─── The input ───
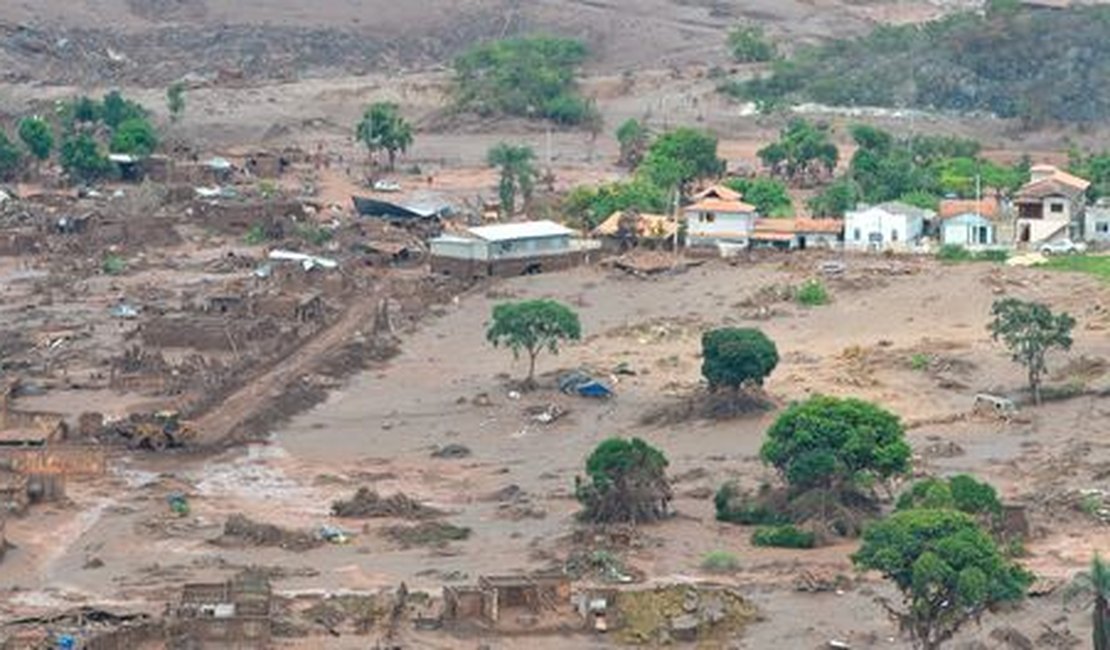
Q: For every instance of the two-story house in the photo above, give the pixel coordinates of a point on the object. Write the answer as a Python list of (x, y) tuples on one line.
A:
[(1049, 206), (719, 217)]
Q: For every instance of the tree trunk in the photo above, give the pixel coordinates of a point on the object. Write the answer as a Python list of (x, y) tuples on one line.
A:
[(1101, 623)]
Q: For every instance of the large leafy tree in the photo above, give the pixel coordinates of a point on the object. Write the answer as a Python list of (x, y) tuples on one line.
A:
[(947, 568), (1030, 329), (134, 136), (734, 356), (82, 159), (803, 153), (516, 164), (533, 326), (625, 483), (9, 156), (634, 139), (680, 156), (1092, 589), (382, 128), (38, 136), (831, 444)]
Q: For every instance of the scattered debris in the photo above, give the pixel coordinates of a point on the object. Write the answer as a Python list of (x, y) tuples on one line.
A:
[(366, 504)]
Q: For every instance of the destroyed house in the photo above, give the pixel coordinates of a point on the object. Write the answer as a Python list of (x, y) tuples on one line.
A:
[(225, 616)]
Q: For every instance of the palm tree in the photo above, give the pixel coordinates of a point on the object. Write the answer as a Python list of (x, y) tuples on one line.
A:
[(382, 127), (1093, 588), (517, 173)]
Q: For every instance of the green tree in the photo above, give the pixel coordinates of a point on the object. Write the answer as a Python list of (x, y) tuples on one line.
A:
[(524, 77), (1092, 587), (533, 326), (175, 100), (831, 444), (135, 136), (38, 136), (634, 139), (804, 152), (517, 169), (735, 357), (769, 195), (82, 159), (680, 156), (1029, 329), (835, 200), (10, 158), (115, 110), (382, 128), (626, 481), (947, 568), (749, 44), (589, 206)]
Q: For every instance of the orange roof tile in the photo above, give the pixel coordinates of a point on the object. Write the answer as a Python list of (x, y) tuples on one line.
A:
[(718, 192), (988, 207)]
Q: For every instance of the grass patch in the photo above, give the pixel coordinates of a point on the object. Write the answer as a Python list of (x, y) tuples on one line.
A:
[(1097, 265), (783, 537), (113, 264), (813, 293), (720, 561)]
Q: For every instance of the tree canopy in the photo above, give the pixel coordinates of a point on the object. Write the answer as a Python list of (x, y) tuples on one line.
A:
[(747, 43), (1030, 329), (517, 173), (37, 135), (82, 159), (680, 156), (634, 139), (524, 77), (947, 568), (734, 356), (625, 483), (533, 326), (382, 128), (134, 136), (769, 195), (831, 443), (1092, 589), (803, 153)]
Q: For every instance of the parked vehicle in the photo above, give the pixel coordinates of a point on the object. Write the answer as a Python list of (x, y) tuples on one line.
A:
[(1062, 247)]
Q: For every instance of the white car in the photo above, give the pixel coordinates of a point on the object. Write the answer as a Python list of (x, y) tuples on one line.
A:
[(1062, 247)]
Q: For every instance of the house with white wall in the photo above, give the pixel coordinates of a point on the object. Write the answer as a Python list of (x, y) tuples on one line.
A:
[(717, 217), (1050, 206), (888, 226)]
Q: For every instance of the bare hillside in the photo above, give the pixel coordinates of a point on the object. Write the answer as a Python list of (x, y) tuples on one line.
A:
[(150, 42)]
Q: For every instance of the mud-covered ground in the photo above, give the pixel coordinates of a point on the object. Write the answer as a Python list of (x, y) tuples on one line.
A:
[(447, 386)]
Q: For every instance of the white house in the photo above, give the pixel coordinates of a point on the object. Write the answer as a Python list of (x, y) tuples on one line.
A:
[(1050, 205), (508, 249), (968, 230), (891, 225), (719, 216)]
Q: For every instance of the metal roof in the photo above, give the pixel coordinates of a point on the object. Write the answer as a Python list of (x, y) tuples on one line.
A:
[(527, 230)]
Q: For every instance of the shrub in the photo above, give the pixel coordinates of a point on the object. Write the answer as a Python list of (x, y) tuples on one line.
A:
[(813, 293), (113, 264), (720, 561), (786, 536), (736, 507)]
───
(To do): Starting with the line that contains "Q: For every instance of the tree trunk" and going on through the line that contains "[(1101, 623)]", render those lines as a Markdown table with the columns No. and Text. Give each line its own number, and skip any blank lines.

(Solution below):
| No. | Text |
|---|---|
| 1 | Q: For every instance of the tree trunk in the photo above, give the pixel coordinates of a point on the object. Write the answer as a Python list of (x, y) tuples on one line. |
| 2 | A: |
| 3 | [(1101, 623)] |